## Work to be completed
Each line of the listing below that includes "instance" should be reported.

::: The input :::

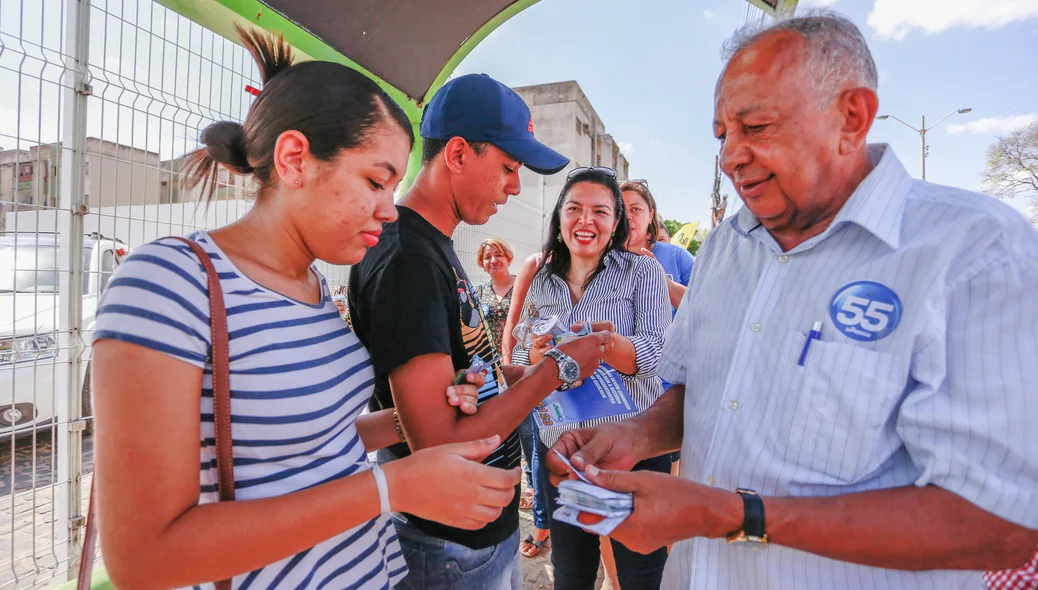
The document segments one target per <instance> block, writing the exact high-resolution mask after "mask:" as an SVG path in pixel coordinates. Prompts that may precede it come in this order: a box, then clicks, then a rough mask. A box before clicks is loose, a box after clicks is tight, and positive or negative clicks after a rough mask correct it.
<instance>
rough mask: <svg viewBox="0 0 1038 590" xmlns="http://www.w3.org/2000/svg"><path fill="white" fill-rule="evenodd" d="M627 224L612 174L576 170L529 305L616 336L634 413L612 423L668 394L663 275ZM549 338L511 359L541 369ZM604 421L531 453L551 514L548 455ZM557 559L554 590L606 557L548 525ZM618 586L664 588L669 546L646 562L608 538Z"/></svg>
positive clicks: (551, 559) (639, 463)
mask: <svg viewBox="0 0 1038 590" xmlns="http://www.w3.org/2000/svg"><path fill="white" fill-rule="evenodd" d="M629 232H630V227H629V223H628V220H627V215H626V213H625V211H624V200H623V197H622V195H621V192H620V186H619V185H618V184H617V173H616V172H614V171H613V170H612V169H611V168H606V167H601V166H599V167H595V168H576V169H574V170H573V171H571V172H570V175H569V178H568V179H567V181H566V184H565V185H564V187H563V192H562V195H561V196H559V197H558V203H557V204H556V205H555V209H554V211H553V212H552V215H551V224H550V231H549V233H548V242H547V244H545V247H544V256H543V258H542V261H541V266H540V269H539V270H538V272H537V275H536V276H535V277H534V281H532V284H531V285H530V288H529V292H528V293H527V295H526V300H525V304H526V305H530V304H532V306H534V307H536V310H537V312H538V315H539V316H541V317H549V316H558V317H561V318H563V319H564V321H566V322H567V323H569V324H575V323H582V322H593V323H594V325H595V327H596V328H597V329H598V328H605V329H612V330H614V333H616V336H614V339H613V348H612V349H611V350H610V351H609V352H608V353H607V354H606V355H605V357H604V361H605V363H607V364H608V365H610V366H611V367H612V368H613V369H616V370H617V372H618V373H620V374H621V377H622V379H623V380H624V383H625V385H626V386H627V390H628V391H629V392H630V394H631V398H632V400H633V401H634V403H635V405H636V406H637V411H636V412H633V413H630V414H626V415H620V417H616V418H611V419H606V420H614V421H622V420H625V419H627V418H631V417H633V415H636V414H637V413H639V412H641V411H644V410H646V409H648V408H649V407H650V406H651V405H652V404H653V403H654V402H655V401H656V399H657V398H659V397H660V396H661V395H663V387H662V385H661V382H660V379H659V377H657V376H656V366H657V364H658V363H659V358H660V351H661V349H662V347H663V333H664V332H665V330H666V328H667V326H668V325H670V323H671V302H670V299H668V298H667V292H666V275H665V274H664V272H663V269H662V267H660V265H659V263H658V262H656V260H654V259H653V258H652V257H644V256H639V254H635V253H631V252H628V251H627V250H626V244H627V240H628V236H629ZM549 340H550V338H545V339H535V341H534V344H532V346H531V347H530V348H529V349H526V348H523V345H522V343H520V344H518V345H517V346H516V348H515V350H514V351H513V354H512V360H513V363H514V364H516V365H524V364H527V363H529V364H535V365H536V364H537V363H538V361H540V359H541V358H542V357H543V356H544V353H545V352H546V351H547V350H548V347H549ZM601 422H603V420H597V421H590V422H585V423H580V424H575V425H572V426H571V427H551V428H547V429H542V430H540V432H539V435H540V445H538V453H537V454H535V458H534V461H535V463H536V465H535V468H536V470H537V477H538V478H539V483H540V485H541V486H542V487H543V488H544V489H545V490H547V497H548V504H549V512H550V511H554V510H555V508H557V504H556V499H557V497H558V488H557V487H555V486H553V485H551V482H550V481H549V479H548V471H547V468H546V467H545V466H544V464H543V457H544V456H545V453H546V452H547V448H550V447H551V446H552V445H554V444H555V441H556V440H557V439H558V437H559V435H562V433H563V432H564V431H565V430H570V429H574V428H584V427H588V426H591V425H593V424H600V423H601ZM634 468H635V470H652V471H657V472H660V473H670V471H671V458H670V455H663V456H660V457H656V458H653V459H649V460H647V461H643V462H641V463H638V464H637V465H636V466H635V467H634ZM550 530H551V538H552V553H551V561H552V564H553V565H554V567H555V588H556V590H566V589H571V588H572V589H583V588H592V587H593V586H594V584H595V579H596V575H597V572H598V564H599V559H600V551H599V538H598V536H597V535H594V534H591V533H586V532H584V531H582V530H580V529H577V528H575V527H571V526H569V525H567V524H565V522H557V521H554V520H552V521H551V524H550ZM611 543H612V549H613V555H614V558H616V562H617V569H618V576H619V579H620V585H621V587H622V588H624V590H630V589H640V588H653V589H655V588H659V584H660V580H661V576H662V574H663V565H664V564H665V562H666V549H665V548H664V549H660V551H657V552H654V553H653V554H651V555H648V556H645V555H640V554H636V553H634V552H632V551H630V549H628V548H627V547H625V546H623V545H622V544H620V543H618V542H616V541H612V542H611Z"/></svg>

:::

## Reply
The document segments one target per <instance> block, writing the exact high-resolution mask after "mask:" as an SVG path in pixel coordinates. Prompts that may precede it come in this order: a box, then clicks, then a rough mask. A box before clicks is loose, a box after clicks is tight, and positive or negative clicks after a rough mask correct it.
<instance>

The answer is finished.